Task instructions:
Print the data exactly as it appears, keeping every word.

Record set:
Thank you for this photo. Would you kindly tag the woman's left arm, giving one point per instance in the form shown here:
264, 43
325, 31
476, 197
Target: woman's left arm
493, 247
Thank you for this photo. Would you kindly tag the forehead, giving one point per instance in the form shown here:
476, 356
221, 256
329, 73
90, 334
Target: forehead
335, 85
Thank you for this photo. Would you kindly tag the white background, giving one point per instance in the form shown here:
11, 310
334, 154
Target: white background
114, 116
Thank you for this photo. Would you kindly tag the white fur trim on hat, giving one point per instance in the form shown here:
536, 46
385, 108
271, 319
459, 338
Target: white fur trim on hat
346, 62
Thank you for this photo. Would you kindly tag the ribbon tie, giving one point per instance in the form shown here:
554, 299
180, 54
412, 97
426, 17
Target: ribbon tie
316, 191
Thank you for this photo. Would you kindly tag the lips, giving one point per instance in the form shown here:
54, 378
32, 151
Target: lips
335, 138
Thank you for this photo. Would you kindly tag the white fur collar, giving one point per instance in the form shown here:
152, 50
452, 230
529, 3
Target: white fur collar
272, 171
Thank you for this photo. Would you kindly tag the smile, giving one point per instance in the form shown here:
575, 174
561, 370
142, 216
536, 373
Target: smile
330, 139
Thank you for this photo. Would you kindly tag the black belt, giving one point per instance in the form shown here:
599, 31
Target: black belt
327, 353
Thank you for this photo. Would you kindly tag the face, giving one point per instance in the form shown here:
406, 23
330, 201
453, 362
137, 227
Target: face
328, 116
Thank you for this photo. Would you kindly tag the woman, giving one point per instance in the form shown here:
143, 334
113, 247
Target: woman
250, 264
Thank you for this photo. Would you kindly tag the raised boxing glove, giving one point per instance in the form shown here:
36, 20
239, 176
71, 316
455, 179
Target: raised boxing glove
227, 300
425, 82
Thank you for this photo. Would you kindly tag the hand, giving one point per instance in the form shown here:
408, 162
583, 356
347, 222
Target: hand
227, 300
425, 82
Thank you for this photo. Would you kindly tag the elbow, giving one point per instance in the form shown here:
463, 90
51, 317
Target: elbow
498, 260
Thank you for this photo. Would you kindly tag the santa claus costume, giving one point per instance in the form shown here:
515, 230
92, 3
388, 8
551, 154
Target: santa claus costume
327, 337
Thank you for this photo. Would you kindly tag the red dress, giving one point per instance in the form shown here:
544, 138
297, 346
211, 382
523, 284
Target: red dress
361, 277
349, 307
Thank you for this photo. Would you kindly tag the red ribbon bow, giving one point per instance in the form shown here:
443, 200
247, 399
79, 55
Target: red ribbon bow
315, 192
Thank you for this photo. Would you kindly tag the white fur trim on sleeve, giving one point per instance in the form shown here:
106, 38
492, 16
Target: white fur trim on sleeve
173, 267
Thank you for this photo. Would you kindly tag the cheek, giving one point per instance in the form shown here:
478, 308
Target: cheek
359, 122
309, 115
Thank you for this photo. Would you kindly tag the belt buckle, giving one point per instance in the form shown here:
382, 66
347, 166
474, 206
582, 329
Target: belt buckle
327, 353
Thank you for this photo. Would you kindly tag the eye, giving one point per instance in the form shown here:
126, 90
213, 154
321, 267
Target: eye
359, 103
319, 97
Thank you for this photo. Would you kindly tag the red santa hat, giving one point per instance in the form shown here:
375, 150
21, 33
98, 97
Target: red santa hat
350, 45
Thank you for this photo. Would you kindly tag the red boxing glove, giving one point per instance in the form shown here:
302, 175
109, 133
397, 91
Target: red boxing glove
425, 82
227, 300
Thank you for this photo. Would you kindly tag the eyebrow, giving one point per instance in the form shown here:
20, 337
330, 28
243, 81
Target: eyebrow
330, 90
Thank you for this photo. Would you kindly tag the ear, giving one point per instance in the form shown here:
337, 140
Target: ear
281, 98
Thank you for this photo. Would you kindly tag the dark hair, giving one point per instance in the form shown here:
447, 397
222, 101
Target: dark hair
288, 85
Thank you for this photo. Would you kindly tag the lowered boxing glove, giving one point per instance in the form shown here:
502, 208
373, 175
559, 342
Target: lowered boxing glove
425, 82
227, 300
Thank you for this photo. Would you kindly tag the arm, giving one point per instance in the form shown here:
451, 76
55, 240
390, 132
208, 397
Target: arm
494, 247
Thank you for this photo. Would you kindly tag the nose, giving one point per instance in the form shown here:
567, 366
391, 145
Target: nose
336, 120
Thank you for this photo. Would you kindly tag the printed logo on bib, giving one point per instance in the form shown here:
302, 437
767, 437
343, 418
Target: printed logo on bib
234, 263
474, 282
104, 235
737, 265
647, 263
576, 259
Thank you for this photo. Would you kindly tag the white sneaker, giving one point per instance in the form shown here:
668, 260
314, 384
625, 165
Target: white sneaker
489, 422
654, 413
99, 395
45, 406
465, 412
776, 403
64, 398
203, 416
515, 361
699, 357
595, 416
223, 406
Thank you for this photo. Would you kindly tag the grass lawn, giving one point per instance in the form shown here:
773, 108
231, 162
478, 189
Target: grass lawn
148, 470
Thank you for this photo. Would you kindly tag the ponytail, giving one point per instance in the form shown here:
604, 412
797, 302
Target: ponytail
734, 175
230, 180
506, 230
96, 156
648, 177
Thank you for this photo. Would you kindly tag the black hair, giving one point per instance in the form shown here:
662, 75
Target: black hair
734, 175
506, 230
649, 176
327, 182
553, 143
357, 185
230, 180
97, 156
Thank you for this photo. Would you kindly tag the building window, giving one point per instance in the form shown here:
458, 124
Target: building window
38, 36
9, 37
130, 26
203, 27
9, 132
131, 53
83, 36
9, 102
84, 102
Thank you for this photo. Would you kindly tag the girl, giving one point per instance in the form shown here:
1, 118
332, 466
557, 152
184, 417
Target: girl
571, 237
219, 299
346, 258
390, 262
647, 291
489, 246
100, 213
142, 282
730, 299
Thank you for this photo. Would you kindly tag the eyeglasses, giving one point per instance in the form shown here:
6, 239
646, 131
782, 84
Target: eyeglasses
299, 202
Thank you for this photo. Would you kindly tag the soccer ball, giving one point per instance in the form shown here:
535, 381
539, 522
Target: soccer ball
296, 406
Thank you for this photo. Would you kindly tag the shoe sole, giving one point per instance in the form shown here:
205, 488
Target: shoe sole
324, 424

Output:
Thank you for this photo. Would you kindly tag the woman's left arm, giving one point per instance in the form shown here:
264, 43
325, 31
476, 197
Target: woman's left arm
493, 247
Thank you for this photo. Would you kindly tag the forehead, giving one point per instance in the form shown here:
476, 356
221, 256
329, 73
90, 334
Target: forehead
335, 85
Thank you for this photo. Would you kindly tag the white background, giving one point per instance in the form shown here:
11, 310
334, 154
Target: white background
114, 116
Thank you for this photo. Would you kindly tag the white fur trim on hat, giving one point per instance in the form shown here:
536, 46
385, 108
271, 319
459, 338
Target: white fur trim on hat
346, 62
Thank you for this photo. Would you kindly tag the ribbon tie, giving one point per instance in the form shown here:
554, 299
180, 54
412, 97
426, 17
Target: ribbon tie
316, 191
Thank you for this photo. Would you kindly tag the lips, giving one point per instance in the form shown here:
54, 378
32, 151
Target: lips
335, 138
Thank you for this photo. Would you kindly tag the white fur collar, giving one point per instance in the form shown here:
152, 50
452, 230
529, 3
Target: white fur collar
272, 171
Thank you for this photo. Would you kindly tag the smile, giving one point per instance in the form shown here:
575, 174
561, 370
142, 216
536, 373
Target: smile
330, 139
Thank you for this photo. Would you kindly tag the black belt, giving one point per instance in the form shown here:
599, 31
Target: black belt
327, 353
Thank you for this photo. Would you kindly tag the face, giving one point per instance in the form shown here:
406, 23
330, 201
453, 362
137, 227
Target: face
328, 116
Thank you for this photo. Would you kindly tag the woman, giving one point per instance in the form shown here:
143, 334
113, 247
Target: woman
250, 264
Thank you for this photo. Would you kindly tag the raised boxing glove, giving one point per instance in the form shown here:
36, 20
239, 176
71, 316
455, 179
Target: raised boxing glove
227, 300
425, 82
Thank you for this photo. Would you kindly tag the hand, giving one point per instance in the form shown here:
408, 162
583, 356
347, 222
Target: hand
227, 300
425, 82
Thank you for this photo. Would you kindly tag the elbow, giving one point per instance in the form shown here:
463, 90
51, 317
Target: elbow
498, 260
Thank you for this photo. Would you kindly tag the santa claus costume, giving one point per instance in the form shown here:
515, 230
92, 3
388, 8
551, 154
Target: santa claus costume
327, 337
Thank you for this photo. Would you kindly tag the red dress, giving one point per instance in the form shown here:
544, 138
297, 346
211, 382
523, 284
Target: red dress
361, 277
349, 307
Thank you for this photo. Would you kindly tag the red ribbon bow, giving one point per instance in the form shown here:
443, 200
247, 399
79, 55
Target: red ribbon bow
315, 192
Thank you for this photo. Would you kindly tag the white fur trim on sleeve, giving one point per instance in the form shown here:
106, 38
492, 16
Target: white fur trim on sleeve
173, 267
Thank you for this photo. Would you kindly tag the cheek, giving one point per instance in the form shown here:
478, 308
Target: cheek
359, 122
309, 115
Thank you for this photo. Would you kindly tag the belt buckle, giving one point per instance in the form shown here:
382, 66
347, 166
474, 206
582, 329
Target: belt buckle
327, 353
Thank you for this photo. Would you kindly tag the eye, giving one point per instance in the form shown here:
126, 90
213, 154
321, 267
Target: eye
359, 103
319, 97
Thank you for this photo. Would you kindly tag the red santa hat, giving one point per instance in the form shown here:
375, 150
21, 33
98, 97
Target: red santa hat
350, 45
Thank you for this photo. Would you kindly tag the red boxing glove, giving one point per instance in the form shown here:
302, 175
109, 133
397, 91
Target: red boxing glove
425, 82
227, 300
Thank you for this photo. Would you kindly tag the eyebrow, giving one point per instance in the form shown here:
20, 337
330, 28
243, 81
Target: eyebrow
330, 90
Thank you for this photo. Would you kindly tag the ear, giving one point per instance in the form shown here:
337, 140
Target: ear
281, 98
Thank you for this photo. Would you kindly tag the dark hair, giving one point per instance in the form shown here:
447, 397
222, 101
Target: dark hair
288, 85
Thank you for this photo. Would you kindly tag the lowered boxing glove, giving one point per instance in the form shown here:
502, 208
373, 175
559, 342
Target: lowered boxing glove
425, 82
227, 300
Thank you for this photo. Would you kindly tag the arm, giving one point per instance in the form shown here:
451, 76
55, 240
390, 132
208, 397
Target: arm
494, 247
Thank you for this photo. Would you kindly tag the nose, giving one point per instance in the form shown here:
567, 366
391, 145
Target: nose
336, 120
Thank you for this photo. Would you kindly tag the printed logo on bib, giving one point per instance in the form shown here:
302, 437
767, 437
343, 418
Target: printed logo on bib
234, 263
474, 282
104, 235
737, 265
647, 263
576, 259
Thank you for this photo. Would you kindly tag the white sneaker, giving one point per instance in the form shown here:
668, 260
314, 384
625, 165
Target: white sneaker
489, 422
654, 413
99, 395
45, 406
465, 412
776, 403
64, 398
203, 416
515, 361
699, 357
595, 416
223, 406
Thank you for this photo. Would you kindly tag the grass lawn, giving one point per instance in the form shown here:
773, 108
231, 162
478, 189
Target: grass lawn
148, 470
Thank you for this photo. Would you kindly tag the ponytail, giving one point per instance in the form shown here:
604, 412
797, 302
Target: ponytail
734, 175
230, 180
506, 230
96, 156
648, 177
Thank you for this photo. Would you kindly tag the black hair, giving one point per instance in the form shown here:
662, 75
Target: black hair
734, 175
506, 230
649, 176
327, 182
553, 143
357, 185
230, 180
97, 156
Thank you for this photo. Would you kindly tag the building window, giving one point per instance in the form shown here:
458, 124
Target: building window
38, 36
9, 37
130, 26
203, 27
9, 132
131, 53
83, 36
9, 102
84, 102
Thank you for this photo. Would you kindly tag the girl, giving one point per instance in the form shown here:
1, 118
332, 466
557, 152
184, 417
Target: girl
571, 237
219, 299
346, 258
390, 262
647, 291
489, 246
100, 213
142, 282
730, 299
Thank you for this photo. Would you kindly tag the eyeglasses, giving one point per instance in the form shown here:
6, 239
646, 131
782, 84
Target: eyeglasses
299, 202
Thank you for this photo. Would you kindly tag the soccer ball, giving one point per instance in the form shown here:
535, 381
539, 522
Target: soccer ball
296, 406
Thank you for this photo. Would you kindly tag the shoe sole, giving one point per instance in the form shown here:
205, 488
Target: shoe sole
324, 424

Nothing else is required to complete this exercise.